=== Begin Enclosure ===

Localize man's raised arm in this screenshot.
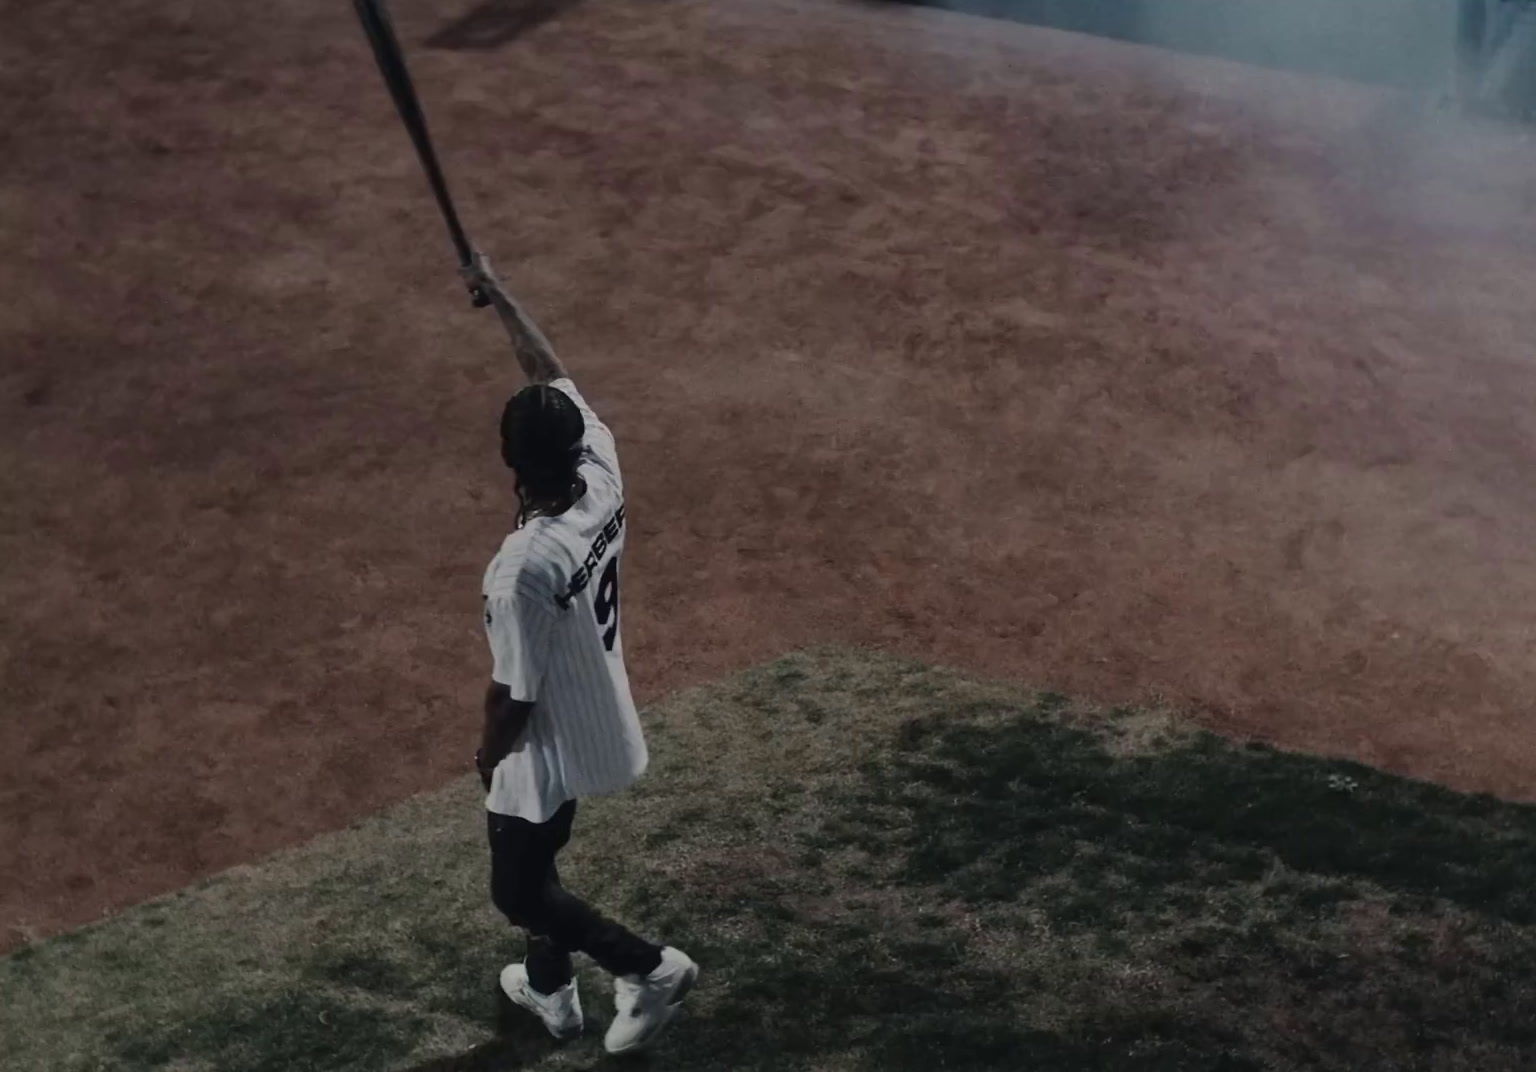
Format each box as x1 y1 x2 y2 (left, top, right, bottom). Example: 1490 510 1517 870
461 251 569 386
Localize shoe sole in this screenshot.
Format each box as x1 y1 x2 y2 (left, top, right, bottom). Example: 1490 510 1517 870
605 961 699 1055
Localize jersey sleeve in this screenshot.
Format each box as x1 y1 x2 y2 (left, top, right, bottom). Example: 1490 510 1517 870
549 377 620 487
483 583 556 703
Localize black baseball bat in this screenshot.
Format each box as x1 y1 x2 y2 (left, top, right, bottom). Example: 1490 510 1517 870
352 0 489 308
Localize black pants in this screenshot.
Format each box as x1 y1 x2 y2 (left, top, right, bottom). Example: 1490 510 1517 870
488 799 663 993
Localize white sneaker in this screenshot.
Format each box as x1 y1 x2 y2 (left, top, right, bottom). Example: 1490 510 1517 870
603 946 699 1055
499 962 584 1040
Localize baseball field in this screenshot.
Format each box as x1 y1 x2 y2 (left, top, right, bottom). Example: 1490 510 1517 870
5 0 1536 1066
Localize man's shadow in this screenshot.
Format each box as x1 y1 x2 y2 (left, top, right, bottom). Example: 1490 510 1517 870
398 988 575 1070
425 0 584 51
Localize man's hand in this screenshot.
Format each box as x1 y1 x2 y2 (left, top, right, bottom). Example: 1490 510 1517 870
460 251 508 305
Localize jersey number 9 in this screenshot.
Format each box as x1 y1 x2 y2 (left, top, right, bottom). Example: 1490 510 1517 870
594 557 620 653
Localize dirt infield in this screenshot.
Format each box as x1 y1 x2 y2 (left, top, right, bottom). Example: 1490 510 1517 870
4 0 1536 951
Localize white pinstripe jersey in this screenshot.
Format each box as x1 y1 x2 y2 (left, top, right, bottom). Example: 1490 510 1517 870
480 378 647 822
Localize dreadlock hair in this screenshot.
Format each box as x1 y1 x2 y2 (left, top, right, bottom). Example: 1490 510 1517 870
500 384 585 516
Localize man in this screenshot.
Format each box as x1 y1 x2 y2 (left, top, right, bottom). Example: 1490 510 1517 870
1456 0 1536 116
1457 0 1492 107
460 251 698 1054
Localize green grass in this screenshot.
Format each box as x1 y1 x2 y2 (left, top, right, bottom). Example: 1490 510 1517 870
4 647 1536 1071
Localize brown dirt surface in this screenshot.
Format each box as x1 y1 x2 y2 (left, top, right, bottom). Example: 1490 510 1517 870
4 0 1536 951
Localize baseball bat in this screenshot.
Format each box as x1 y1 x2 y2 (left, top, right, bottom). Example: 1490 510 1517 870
352 0 490 308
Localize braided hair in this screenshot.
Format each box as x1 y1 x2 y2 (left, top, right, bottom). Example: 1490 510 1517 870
500 384 584 523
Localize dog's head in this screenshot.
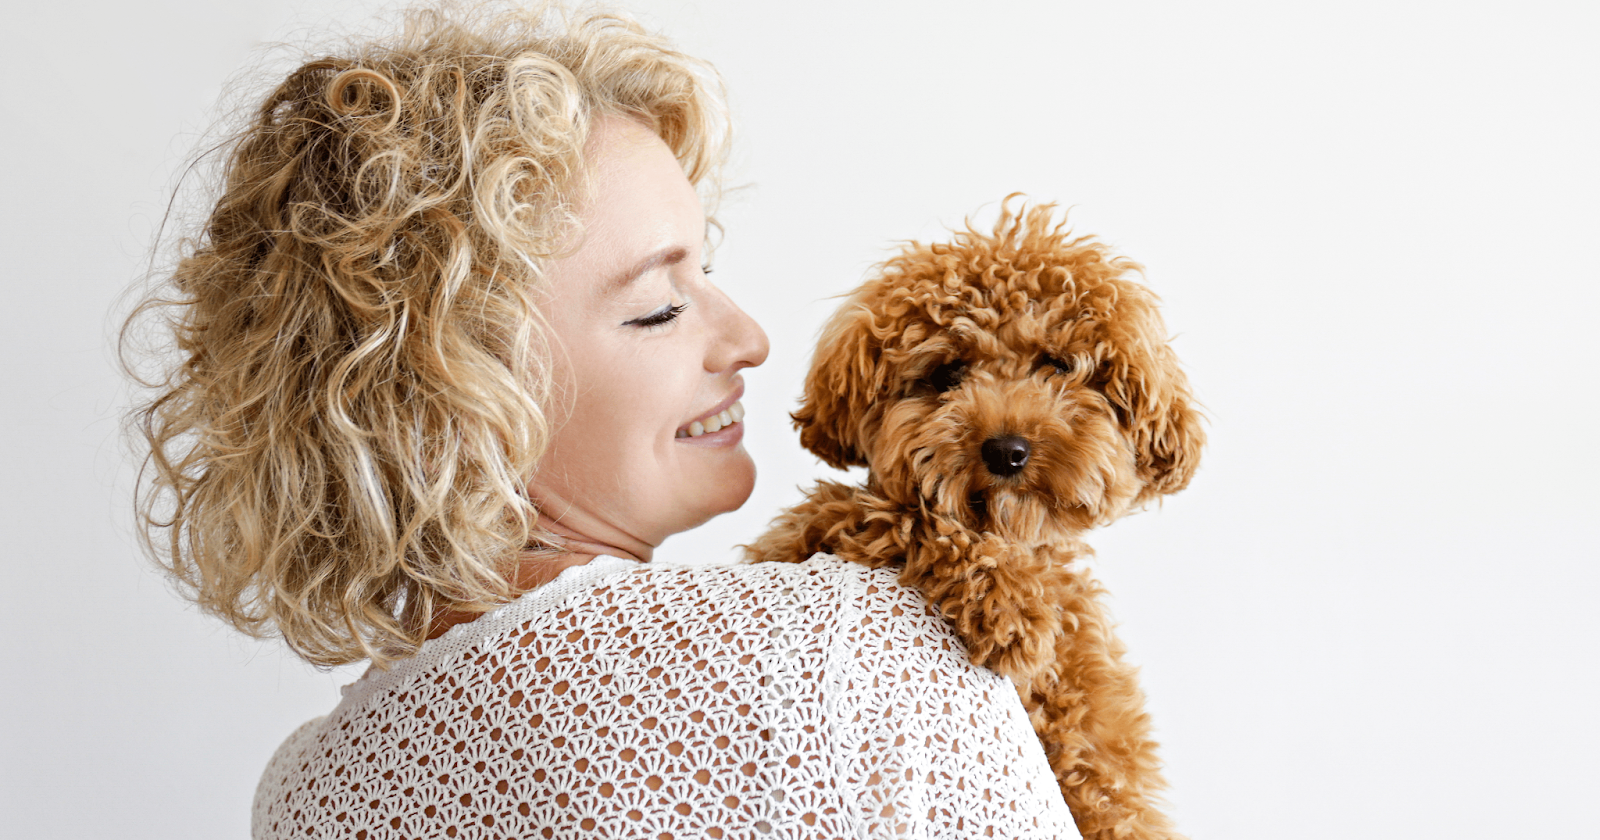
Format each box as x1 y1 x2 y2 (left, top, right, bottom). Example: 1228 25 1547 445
794 199 1203 544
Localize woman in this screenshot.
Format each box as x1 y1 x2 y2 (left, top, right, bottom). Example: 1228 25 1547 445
127 3 1078 837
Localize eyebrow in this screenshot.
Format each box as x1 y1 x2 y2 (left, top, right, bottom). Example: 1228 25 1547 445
603 246 689 294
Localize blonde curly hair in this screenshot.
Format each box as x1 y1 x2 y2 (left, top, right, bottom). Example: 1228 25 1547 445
123 1 728 668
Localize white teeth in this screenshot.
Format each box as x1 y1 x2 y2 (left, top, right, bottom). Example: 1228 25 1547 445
678 400 744 438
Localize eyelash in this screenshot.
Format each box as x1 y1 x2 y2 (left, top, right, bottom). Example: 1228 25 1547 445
620 261 711 328
626 302 689 328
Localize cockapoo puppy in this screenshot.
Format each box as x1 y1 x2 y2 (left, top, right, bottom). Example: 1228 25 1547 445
745 199 1203 840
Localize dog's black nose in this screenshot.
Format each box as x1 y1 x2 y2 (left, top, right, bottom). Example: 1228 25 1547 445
981 435 1031 476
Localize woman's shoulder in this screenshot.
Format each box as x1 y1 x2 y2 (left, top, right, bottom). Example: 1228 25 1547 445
344 552 983 727
484 552 968 669
608 552 911 611
504 552 930 635
595 554 967 657
343 554 903 691
264 553 1077 839
614 551 892 596
541 552 934 659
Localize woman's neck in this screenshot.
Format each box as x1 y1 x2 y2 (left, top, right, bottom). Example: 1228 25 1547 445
424 529 640 640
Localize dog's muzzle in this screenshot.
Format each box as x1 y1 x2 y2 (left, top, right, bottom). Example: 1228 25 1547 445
981 435 1031 477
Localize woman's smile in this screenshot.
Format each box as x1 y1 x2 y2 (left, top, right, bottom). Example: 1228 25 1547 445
676 384 746 441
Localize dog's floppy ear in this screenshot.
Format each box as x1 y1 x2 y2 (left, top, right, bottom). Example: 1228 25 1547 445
792 294 885 469
1095 285 1205 506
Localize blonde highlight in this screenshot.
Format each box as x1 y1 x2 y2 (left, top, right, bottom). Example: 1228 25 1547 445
123 1 729 667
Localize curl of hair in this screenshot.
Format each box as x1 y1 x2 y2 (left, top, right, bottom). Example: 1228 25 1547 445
122 1 729 668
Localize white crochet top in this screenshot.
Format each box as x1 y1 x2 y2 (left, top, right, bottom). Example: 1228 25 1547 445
253 553 1079 839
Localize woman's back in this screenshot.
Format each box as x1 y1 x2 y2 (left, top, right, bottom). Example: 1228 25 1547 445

=== End Enclosure ===

Filter the data for the string "hair". Copy each matching line.

Localize dreadlock hair in this screenshot.
Localize braided hair in this screenshot.
Localize blonde curly hair in this screenshot.
Localize curl of hair in this screenshot.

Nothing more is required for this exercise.